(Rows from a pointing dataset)
* * *
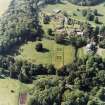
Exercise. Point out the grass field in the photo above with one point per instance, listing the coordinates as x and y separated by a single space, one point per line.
101 52
71 8
28 52
6 96
6 86
82 53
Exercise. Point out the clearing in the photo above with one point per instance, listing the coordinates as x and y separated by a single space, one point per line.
56 54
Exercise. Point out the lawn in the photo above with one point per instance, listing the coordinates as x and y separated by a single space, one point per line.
55 53
101 52
10 89
6 96
82 53
71 8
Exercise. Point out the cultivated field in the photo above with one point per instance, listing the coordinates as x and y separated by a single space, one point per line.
54 53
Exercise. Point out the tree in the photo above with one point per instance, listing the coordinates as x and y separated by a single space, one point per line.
46 19
90 17
95 12
59 38
49 31
51 70
39 47
84 12
96 20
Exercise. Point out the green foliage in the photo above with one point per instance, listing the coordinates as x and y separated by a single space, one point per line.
85 2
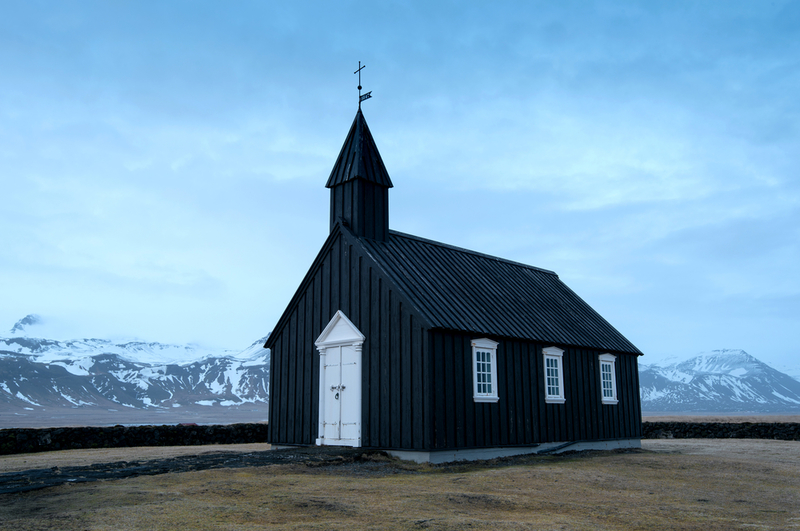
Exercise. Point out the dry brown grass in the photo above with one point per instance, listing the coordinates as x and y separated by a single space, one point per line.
672 484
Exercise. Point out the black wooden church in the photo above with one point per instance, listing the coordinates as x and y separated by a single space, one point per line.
434 352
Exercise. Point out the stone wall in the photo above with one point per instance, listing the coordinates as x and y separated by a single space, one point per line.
28 440
785 431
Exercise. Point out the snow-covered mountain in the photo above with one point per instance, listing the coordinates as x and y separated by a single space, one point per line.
45 373
720 381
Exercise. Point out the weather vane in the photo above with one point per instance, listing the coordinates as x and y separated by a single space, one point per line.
366 96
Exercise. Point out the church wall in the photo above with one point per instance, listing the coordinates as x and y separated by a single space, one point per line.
394 400
521 416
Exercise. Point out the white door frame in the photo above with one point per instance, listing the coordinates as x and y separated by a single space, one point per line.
339 348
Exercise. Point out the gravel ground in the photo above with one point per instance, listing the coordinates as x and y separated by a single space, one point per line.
20 473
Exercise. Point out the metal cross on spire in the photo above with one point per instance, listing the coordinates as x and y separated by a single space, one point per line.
366 96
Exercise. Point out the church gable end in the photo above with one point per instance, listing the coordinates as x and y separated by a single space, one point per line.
394 352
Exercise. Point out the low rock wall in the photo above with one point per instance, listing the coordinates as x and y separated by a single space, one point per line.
29 440
785 431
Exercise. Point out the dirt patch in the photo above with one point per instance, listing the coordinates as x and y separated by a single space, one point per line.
670 484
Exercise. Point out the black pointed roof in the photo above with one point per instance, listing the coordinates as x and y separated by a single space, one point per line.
359 158
458 289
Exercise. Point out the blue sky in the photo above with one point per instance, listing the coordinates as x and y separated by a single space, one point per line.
163 163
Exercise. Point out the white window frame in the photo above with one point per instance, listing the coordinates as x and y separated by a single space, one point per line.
609 360
489 347
556 355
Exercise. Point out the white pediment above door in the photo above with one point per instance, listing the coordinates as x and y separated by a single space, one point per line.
340 331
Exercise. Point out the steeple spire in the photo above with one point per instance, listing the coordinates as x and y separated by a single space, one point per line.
360 184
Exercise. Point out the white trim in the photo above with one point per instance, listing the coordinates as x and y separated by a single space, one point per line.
343 342
557 356
485 346
609 359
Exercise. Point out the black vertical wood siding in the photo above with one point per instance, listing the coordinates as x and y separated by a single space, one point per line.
521 416
394 353
364 206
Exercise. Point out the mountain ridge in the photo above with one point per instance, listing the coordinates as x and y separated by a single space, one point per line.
720 381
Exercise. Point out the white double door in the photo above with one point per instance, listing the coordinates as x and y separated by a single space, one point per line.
339 348
342 423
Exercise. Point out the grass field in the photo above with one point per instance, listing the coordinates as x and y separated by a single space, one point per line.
671 484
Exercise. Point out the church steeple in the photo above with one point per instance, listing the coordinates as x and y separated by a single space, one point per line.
360 184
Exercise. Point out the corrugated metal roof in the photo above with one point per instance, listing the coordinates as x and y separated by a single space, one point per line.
359 158
458 289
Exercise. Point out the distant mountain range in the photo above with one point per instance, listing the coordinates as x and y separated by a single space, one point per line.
721 381
102 375
97 373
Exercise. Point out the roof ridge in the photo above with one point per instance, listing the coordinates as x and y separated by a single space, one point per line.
469 251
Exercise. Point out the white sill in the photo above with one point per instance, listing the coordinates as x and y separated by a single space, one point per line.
486 398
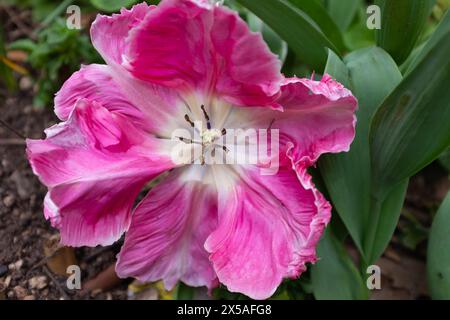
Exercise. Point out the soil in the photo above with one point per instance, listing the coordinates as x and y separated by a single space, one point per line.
27 268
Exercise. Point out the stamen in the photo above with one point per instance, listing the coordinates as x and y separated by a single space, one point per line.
186 117
188 141
208 124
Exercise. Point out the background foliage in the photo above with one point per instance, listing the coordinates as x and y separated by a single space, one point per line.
400 75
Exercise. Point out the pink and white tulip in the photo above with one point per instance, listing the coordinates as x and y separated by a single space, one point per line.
203 224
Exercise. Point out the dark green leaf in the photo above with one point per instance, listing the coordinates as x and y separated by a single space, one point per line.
276 45
442 29
372 75
402 22
411 128
316 11
343 12
335 276
295 27
112 5
438 257
6 74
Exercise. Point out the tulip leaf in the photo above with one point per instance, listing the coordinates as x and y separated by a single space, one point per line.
295 27
317 12
112 5
411 128
276 45
402 22
343 12
371 74
438 255
335 276
442 29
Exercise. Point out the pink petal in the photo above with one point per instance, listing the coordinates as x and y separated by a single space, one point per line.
93 82
148 106
167 233
318 117
268 229
94 165
190 45
109 34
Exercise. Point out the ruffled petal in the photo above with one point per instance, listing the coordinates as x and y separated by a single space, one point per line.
319 117
109 33
268 229
94 165
190 45
95 83
167 233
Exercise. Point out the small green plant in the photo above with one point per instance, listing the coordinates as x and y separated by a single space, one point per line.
55 55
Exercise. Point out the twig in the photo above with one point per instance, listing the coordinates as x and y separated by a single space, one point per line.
6 125
56 282
96 253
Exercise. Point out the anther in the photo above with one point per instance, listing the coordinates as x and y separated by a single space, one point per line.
186 117
208 124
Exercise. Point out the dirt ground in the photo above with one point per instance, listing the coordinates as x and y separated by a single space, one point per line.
25 234
31 261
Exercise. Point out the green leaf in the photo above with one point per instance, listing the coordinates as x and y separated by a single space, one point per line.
442 29
22 44
295 27
184 292
317 12
444 160
402 22
438 256
112 5
6 74
343 12
411 128
358 36
335 276
276 45
372 75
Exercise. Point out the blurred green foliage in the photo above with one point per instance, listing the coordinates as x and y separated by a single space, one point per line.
55 55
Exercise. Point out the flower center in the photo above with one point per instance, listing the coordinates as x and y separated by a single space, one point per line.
209 136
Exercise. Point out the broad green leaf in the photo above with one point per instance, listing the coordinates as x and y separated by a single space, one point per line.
184 292
317 12
343 12
112 5
295 27
442 29
276 45
371 74
411 128
335 276
444 160
402 22
6 74
438 256
358 36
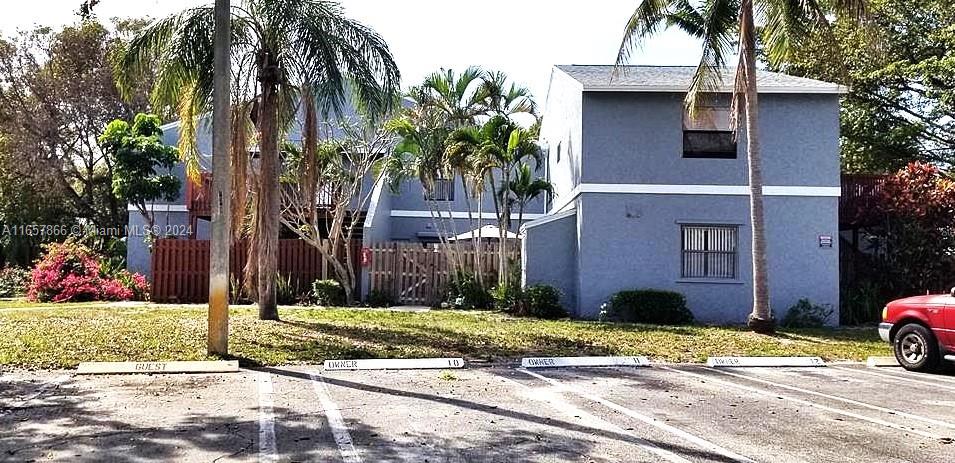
* * *
_Instructions to follow_
Filter the material above, copying every line that contains the word "steeple".

_Finished task_
Exercise. Point out the steeple spire in the photo above with one point per instance, listing the coordinates as x and y separated by a single space, one point per line.
Exercise. Point out the church steeple in the photo above with one point per instance, listing the coordinates as x and y separated by a single space, one point per line.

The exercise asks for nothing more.